--- Available records Enclosed Below ---
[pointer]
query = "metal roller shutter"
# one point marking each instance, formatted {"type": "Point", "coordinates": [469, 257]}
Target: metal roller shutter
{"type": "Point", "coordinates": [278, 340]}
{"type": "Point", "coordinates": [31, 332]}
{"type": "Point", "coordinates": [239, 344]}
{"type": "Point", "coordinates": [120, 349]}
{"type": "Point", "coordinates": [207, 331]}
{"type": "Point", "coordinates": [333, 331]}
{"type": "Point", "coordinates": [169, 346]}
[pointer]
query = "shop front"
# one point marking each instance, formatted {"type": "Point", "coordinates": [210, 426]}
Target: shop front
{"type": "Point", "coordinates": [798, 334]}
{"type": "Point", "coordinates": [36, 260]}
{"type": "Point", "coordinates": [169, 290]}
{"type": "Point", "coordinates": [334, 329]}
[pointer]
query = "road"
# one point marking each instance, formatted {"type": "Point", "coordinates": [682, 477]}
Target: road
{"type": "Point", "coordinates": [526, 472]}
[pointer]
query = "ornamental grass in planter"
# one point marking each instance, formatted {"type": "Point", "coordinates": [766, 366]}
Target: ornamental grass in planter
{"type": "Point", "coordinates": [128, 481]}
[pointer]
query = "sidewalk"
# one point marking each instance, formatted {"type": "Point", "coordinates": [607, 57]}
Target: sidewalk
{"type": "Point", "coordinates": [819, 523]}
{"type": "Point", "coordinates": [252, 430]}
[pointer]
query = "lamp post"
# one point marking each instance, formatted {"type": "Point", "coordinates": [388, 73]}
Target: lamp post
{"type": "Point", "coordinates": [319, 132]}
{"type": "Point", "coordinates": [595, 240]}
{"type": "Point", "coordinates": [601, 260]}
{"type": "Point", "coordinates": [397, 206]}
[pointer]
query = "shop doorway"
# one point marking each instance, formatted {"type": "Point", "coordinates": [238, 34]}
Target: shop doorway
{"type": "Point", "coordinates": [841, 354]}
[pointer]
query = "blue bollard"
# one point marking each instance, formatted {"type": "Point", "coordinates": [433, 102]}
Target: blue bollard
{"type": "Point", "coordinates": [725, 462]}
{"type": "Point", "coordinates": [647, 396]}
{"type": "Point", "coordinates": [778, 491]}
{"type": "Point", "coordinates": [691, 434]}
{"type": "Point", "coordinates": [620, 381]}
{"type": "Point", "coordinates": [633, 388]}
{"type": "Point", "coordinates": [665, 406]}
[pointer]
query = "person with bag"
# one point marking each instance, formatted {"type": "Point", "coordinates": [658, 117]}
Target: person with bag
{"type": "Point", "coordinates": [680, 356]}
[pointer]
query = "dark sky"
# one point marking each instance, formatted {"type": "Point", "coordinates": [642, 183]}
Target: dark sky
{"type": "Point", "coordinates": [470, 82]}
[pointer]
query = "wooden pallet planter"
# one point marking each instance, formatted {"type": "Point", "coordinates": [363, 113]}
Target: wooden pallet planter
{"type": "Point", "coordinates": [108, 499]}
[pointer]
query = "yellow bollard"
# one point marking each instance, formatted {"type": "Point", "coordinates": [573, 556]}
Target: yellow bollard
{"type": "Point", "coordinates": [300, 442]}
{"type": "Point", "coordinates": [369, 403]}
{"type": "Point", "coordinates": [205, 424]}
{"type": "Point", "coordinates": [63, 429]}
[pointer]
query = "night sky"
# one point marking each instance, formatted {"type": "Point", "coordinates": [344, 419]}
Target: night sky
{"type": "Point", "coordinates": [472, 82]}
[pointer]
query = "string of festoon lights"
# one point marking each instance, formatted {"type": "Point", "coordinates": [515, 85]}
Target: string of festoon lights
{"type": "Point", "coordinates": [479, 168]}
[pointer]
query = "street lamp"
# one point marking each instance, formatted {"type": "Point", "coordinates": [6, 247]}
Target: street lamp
--- End of Enclosed Available records ---
Including any blank lines, repeat the data exactly.

[pointer]
query = "metal roller shutter"
# one point marking each instance, formatted {"type": "Point", "coordinates": [469, 257]}
Target: metal roller shutter
{"type": "Point", "coordinates": [278, 340]}
{"type": "Point", "coordinates": [31, 332]}
{"type": "Point", "coordinates": [239, 344]}
{"type": "Point", "coordinates": [120, 349]}
{"type": "Point", "coordinates": [207, 331]}
{"type": "Point", "coordinates": [333, 331]}
{"type": "Point", "coordinates": [169, 346]}
[pointer]
query = "shop front"
# one point marking each instance, formatted {"type": "Point", "coordinates": [210, 426]}
Target: shop front
{"type": "Point", "coordinates": [798, 334]}
{"type": "Point", "coordinates": [36, 260]}
{"type": "Point", "coordinates": [169, 290]}
{"type": "Point", "coordinates": [334, 329]}
[pointer]
query = "road"
# one point marking each instance, formatted {"type": "Point", "coordinates": [682, 477]}
Target: road
{"type": "Point", "coordinates": [526, 472]}
[pointer]
query = "ornamental grass in planter"
# one point marking each instance, formatted {"type": "Point", "coordinates": [766, 366]}
Target: ornamental grass in planter
{"type": "Point", "coordinates": [128, 481]}
[pointer]
query = "sidewalk"
# one point marking each instance, formatted {"type": "Point", "coordinates": [607, 57]}
Target: sidewalk
{"type": "Point", "coordinates": [819, 523]}
{"type": "Point", "coordinates": [252, 430]}
[pointer]
query = "lamp post"
# one point marking each instance, formatted {"type": "Point", "coordinates": [388, 73]}
Target: lamp post
{"type": "Point", "coordinates": [319, 132]}
{"type": "Point", "coordinates": [595, 240]}
{"type": "Point", "coordinates": [601, 260]}
{"type": "Point", "coordinates": [397, 206]}
[pointer]
query = "shop doorway"
# one point marking each instance, formatted {"type": "Point", "coordinates": [238, 34]}
Target: shop doorway
{"type": "Point", "coordinates": [841, 354]}
[pointer]
query = "blue bollard"
# one point marking each instance, formatted {"type": "Point", "coordinates": [433, 102]}
Target: blue bollard
{"type": "Point", "coordinates": [725, 462]}
{"type": "Point", "coordinates": [647, 396]}
{"type": "Point", "coordinates": [778, 491]}
{"type": "Point", "coordinates": [691, 434]}
{"type": "Point", "coordinates": [620, 381]}
{"type": "Point", "coordinates": [633, 388]}
{"type": "Point", "coordinates": [665, 406]}
[pointer]
query = "person with bag"
# one point marking each instance, formatted {"type": "Point", "coordinates": [658, 117]}
Target: person with bag
{"type": "Point", "coordinates": [680, 356]}
[pointer]
query = "dark sky"
# one point marking each instance, formatted {"type": "Point", "coordinates": [642, 183]}
Target: dark sky
{"type": "Point", "coordinates": [470, 82]}
[pointer]
query = "wooden pallet planter"
# one point marking each instance, formatted {"type": "Point", "coordinates": [363, 113]}
Target: wooden pallet planter
{"type": "Point", "coordinates": [108, 499]}
[pointer]
query = "yellow bollard"
# one point marking each instance, formatted {"type": "Point", "coordinates": [573, 556]}
Target: yellow bollard
{"type": "Point", "coordinates": [300, 442]}
{"type": "Point", "coordinates": [369, 403]}
{"type": "Point", "coordinates": [205, 424]}
{"type": "Point", "coordinates": [63, 429]}
[pointer]
query = "night sky"
# one point marking each instance, formatted {"type": "Point", "coordinates": [344, 419]}
Target: night sky
{"type": "Point", "coordinates": [472, 82]}
[pointer]
query = "string of festoon lights"
# one point marking each instance, formatted {"type": "Point", "coordinates": [515, 85]}
Target: string of festoon lights
{"type": "Point", "coordinates": [479, 168]}
[pointer]
query = "street lamp"
# one point marking each instance, formatted {"type": "Point", "coordinates": [6, 247]}
Target: street lamp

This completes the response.